AUFGABENSTELLUNG 1: Erkläre anhand des Zeitungsartikels zum kantonalen Energiegesetz, weshalb der Versuch von 2018, das Gesetz zu überarbeiten, als gescheitert gilt.

Solothurner Zeitung, Christof Ramser, 30.06.2023

Spricht von einem «programmatischen Gesetz, das aufzeigt, wo es Massnahmen braucht»: Volkswirtschaftsdirektorin Brigit (Bild: Carole Lauener).

Der letzte Versuch, das kantonale Energiegesetz zu überarbeiten, scheiterte 2018 krachend. 70 Prozent der Stimmbevölkerung erteilten damals den vorgeschlagenen Massnahmen der Regierung, um Netto-Null 2050 zu erreichen, eine Abfuhr. Nun liegt ein neuer Gesetzesentwurf vor, vergangene Woche stellte ihn Volkswirtschaftsdirektorin Brigit Wyss vor. Der Entwurf unterscheidet sich in wesentlichen Punkten von der alten Vorlage.

DATENSÄTZE:
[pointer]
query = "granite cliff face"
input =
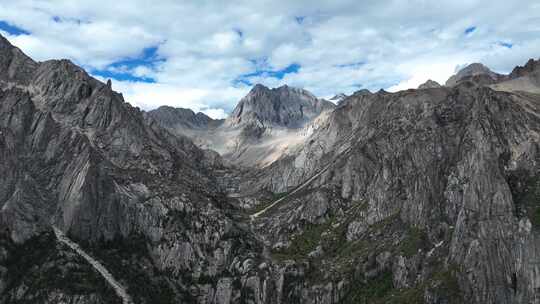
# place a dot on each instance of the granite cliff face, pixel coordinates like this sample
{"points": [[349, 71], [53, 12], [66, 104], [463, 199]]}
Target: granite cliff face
{"points": [[419, 196], [265, 125]]}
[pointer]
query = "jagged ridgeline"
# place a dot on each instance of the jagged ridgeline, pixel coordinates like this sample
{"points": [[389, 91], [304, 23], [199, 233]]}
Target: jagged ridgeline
{"points": [[420, 196]]}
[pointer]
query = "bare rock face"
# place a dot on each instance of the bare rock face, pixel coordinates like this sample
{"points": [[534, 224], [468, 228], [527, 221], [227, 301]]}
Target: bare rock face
{"points": [[429, 84], [265, 125], [475, 72], [141, 200], [284, 106], [420, 196]]}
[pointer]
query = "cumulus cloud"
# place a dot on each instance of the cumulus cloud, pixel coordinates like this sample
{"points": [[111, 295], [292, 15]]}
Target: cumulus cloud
{"points": [[210, 52]]}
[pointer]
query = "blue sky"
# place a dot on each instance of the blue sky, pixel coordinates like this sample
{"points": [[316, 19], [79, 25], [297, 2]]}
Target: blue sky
{"points": [[206, 55]]}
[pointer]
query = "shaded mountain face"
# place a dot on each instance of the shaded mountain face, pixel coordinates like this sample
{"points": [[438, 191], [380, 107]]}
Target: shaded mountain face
{"points": [[283, 106], [178, 118], [429, 84], [419, 196], [477, 73], [522, 79], [265, 125], [75, 156]]}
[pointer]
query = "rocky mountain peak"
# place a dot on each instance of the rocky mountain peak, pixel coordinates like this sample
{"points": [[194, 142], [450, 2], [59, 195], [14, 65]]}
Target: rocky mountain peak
{"points": [[14, 64], [171, 117], [476, 72], [283, 106], [530, 67], [429, 84]]}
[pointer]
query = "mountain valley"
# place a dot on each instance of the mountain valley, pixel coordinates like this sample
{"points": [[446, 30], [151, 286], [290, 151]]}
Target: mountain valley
{"points": [[428, 195]]}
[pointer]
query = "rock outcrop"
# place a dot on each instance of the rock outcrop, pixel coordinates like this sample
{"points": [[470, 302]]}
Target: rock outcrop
{"points": [[429, 84], [419, 196], [475, 72]]}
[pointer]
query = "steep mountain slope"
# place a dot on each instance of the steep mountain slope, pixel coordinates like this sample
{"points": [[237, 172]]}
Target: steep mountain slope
{"points": [[420, 196], [475, 72], [523, 79], [185, 122], [430, 191], [265, 125], [141, 200]]}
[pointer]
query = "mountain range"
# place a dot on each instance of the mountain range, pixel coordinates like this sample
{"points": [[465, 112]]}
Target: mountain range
{"points": [[428, 195]]}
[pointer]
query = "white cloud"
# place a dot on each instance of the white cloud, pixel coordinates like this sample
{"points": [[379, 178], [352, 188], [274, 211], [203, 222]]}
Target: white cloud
{"points": [[341, 45]]}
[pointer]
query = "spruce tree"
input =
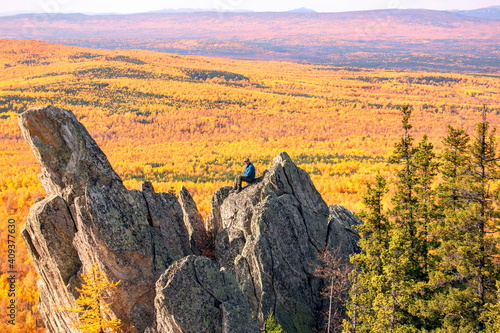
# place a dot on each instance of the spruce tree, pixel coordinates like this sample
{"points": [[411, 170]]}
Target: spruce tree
{"points": [[482, 216], [368, 280], [464, 281]]}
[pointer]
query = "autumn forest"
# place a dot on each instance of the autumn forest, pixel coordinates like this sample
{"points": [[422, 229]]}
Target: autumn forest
{"points": [[191, 120]]}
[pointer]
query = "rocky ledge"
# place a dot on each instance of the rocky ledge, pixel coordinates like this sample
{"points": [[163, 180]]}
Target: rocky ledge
{"points": [[264, 241]]}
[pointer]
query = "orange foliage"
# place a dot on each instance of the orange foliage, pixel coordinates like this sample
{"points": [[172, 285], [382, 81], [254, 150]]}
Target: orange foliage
{"points": [[190, 121]]}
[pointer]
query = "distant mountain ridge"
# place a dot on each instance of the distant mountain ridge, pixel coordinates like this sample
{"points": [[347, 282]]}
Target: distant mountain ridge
{"points": [[392, 38], [492, 12]]}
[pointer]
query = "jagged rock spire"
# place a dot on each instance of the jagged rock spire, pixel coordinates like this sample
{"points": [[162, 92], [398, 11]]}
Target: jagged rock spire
{"points": [[267, 241]]}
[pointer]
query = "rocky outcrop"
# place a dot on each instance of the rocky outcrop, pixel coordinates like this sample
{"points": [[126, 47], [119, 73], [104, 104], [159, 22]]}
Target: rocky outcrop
{"points": [[273, 231], [90, 217], [195, 295], [267, 241], [198, 236]]}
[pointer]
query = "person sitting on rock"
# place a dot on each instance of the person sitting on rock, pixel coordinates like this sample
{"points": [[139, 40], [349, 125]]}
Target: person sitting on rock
{"points": [[248, 176]]}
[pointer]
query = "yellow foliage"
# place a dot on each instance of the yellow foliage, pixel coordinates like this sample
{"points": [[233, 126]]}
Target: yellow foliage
{"points": [[93, 305], [176, 120]]}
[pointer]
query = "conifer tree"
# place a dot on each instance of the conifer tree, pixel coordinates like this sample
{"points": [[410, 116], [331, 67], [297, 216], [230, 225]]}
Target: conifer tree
{"points": [[482, 217], [93, 303], [368, 281]]}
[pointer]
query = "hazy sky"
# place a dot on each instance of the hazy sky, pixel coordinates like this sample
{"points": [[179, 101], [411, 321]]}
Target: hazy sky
{"points": [[127, 6]]}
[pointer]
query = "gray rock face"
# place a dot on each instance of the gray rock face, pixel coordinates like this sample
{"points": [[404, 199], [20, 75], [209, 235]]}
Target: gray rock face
{"points": [[272, 232], [195, 295], [198, 236], [89, 216], [267, 241]]}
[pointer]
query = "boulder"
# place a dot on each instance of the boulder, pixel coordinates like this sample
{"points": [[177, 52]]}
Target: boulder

AUFGABENSTELLUNG 2: Wähle jede Zeile der Datensätze aus, in der die Zeichenfolge „jagged“ vorkommt, wobei Groß- und Kleinschreibung zu beachten ist.

MUSTERLÖSUNG 1: Der Versuch scheiterte, weil 70 Prozent der Stimmbevölkerung die von der Regierung vorgeschlagenen Massnahmen ablehnten. Mit diesen Massnahmen sollte Netto-Null bis 2050 erreicht werden.

MUSTERLÖSUNG 2:
query = "jagged ridgeline"
# place a dot on each instance of the jagged ridgeline, pixel coordinates like this sample
Target: jagged ridgeline
query = "jagged rock spire"
# place a dot on each instance of the jagged rock spire, pixel coordinates like this sample
Target: jagged rock spire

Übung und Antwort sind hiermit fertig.